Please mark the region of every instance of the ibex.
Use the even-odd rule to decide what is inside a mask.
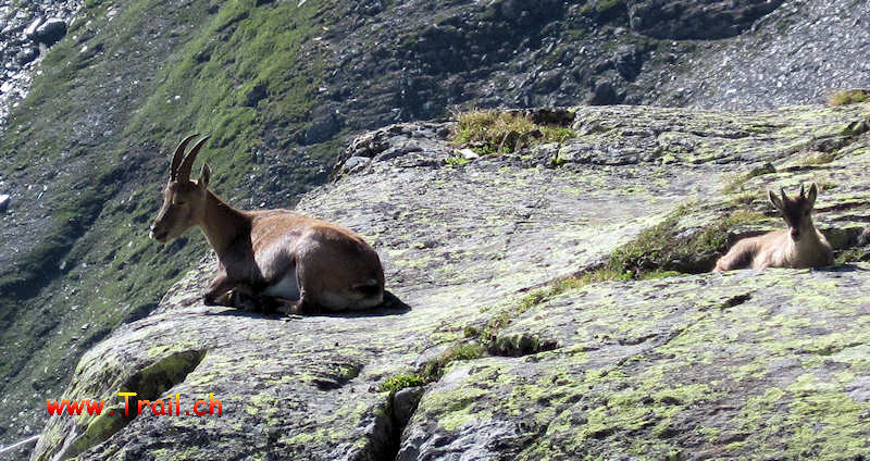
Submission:
[[[288,210],[237,210],[208,189],[208,164],[199,180],[190,180],[209,138],[184,155],[196,136],[175,149],[151,237],[165,244],[192,226],[202,229],[219,260],[206,304],[232,306],[231,291],[273,298],[284,313],[359,310],[383,301],[381,260],[353,232]]]
[[[794,199],[780,189],[782,198],[768,190],[771,203],[780,210],[787,229],[774,230],[758,237],[744,238],[716,263],[714,272],[732,269],[820,267],[834,262],[831,245],[812,224],[812,205],[816,203],[816,183],[809,194]]]

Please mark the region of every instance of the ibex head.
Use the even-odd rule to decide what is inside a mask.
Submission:
[[[798,241],[801,235],[813,232],[811,214],[812,205],[816,204],[818,191],[816,183],[809,186],[809,194],[804,194],[804,185],[801,184],[800,194],[795,196],[794,199],[788,198],[785,195],[785,190],[782,188],[780,189],[780,196],[782,196],[782,198],[776,197],[773,190],[768,190],[770,202],[780,210],[782,217],[785,220],[785,224],[788,225],[788,233],[792,236],[792,240]]]
[[[181,237],[185,230],[202,222],[211,171],[209,165],[203,164],[199,180],[192,182],[190,180],[190,169],[194,166],[199,149],[209,137],[200,139],[190,149],[190,153],[184,154],[187,145],[197,136],[199,135],[191,135],[182,140],[172,157],[170,182],[163,188],[163,207],[160,208],[154,223],[151,224],[151,238],[161,244]]]

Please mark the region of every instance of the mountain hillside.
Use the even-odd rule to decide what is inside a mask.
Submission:
[[[206,160],[231,202],[294,207],[357,135],[456,110],[756,110],[870,87],[862,7],[0,1],[0,443],[38,432],[42,401],[83,354],[158,309],[207,253],[194,234],[167,247],[147,238],[184,136],[212,135]],[[36,21],[57,34],[28,32]]]
[[[89,350],[63,398],[120,414],[122,389],[183,411],[213,394],[222,416],[54,416],[34,459],[867,452],[870,266],[707,272],[730,240],[782,227],[766,187],[810,180],[838,259],[867,257],[866,109],[529,114],[575,137],[467,158],[453,122],[393,125],[301,200],[373,242],[390,306],[208,308],[207,258]]]

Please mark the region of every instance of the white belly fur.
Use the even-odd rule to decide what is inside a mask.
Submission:
[[[268,286],[263,295],[285,299],[299,299],[299,284],[296,283],[296,273],[291,272],[276,284]]]

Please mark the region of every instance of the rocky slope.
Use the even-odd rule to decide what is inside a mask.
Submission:
[[[860,458],[870,266],[655,277],[709,270],[661,257],[688,241],[716,253],[781,226],[765,188],[809,180],[818,227],[863,258],[866,109],[531,115],[577,136],[467,163],[449,160],[451,122],[358,138],[298,209],[366,236],[397,301],[291,319],[207,308],[206,259],[88,351],[63,396],[120,413],[122,389],[213,394],[224,414],[54,416],[34,459]],[[637,279],[563,278],[621,279],[638,261]],[[414,377],[430,384],[385,387]]]
[[[0,440],[41,426],[78,358],[204,252],[146,230],[165,153],[191,132],[212,134],[227,198],[290,207],[355,135],[456,105],[767,108],[870,86],[860,2],[696,3],[0,1],[0,92],[34,77],[0,137]],[[37,16],[66,35],[28,37]]]

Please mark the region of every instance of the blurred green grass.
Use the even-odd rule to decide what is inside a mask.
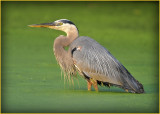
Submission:
[[[106,47],[145,94],[64,84],[52,45],[65,34],[27,25],[66,18]],[[158,112],[158,2],[2,2],[2,112]]]

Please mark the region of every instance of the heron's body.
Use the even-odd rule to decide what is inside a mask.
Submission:
[[[46,27],[47,24],[31,25]],[[68,76],[76,71],[98,91],[99,85],[118,86],[132,93],[143,93],[144,89],[128,70],[111,53],[95,40],[78,36],[76,26],[69,20],[58,20],[48,24],[48,28],[62,30],[67,36],[59,36],[54,41],[54,54],[62,70]],[[64,47],[69,46],[68,51]]]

• • • • •

### Set task
Swap "mask" for "shape" in the items, from the line with "Please mark the region of every instance of the blurred" through the end of the items, and give those lines again with nothing else changed. Leave the pictures out of your answer.

### Exercise result
Please mark the region of every instance of the blurred green grass.
Use the even-odd rule to decide what is inside a shape.
Submission:
[[[106,47],[145,94],[64,84],[52,45],[65,34],[27,25],[66,18]],[[158,112],[158,2],[2,2],[2,112]]]

Please mark the region of every instance of the heron's body.
Use the even-odd rule to decide what is inside a shape.
Submission:
[[[46,27],[47,24],[31,25]],[[68,76],[76,71],[98,91],[99,85],[118,86],[132,93],[143,93],[144,89],[128,70],[111,53],[95,40],[78,36],[76,26],[69,20],[58,20],[48,24],[48,28],[62,30],[67,36],[59,36],[54,41],[54,54],[62,70]],[[64,47],[69,46],[68,51]]]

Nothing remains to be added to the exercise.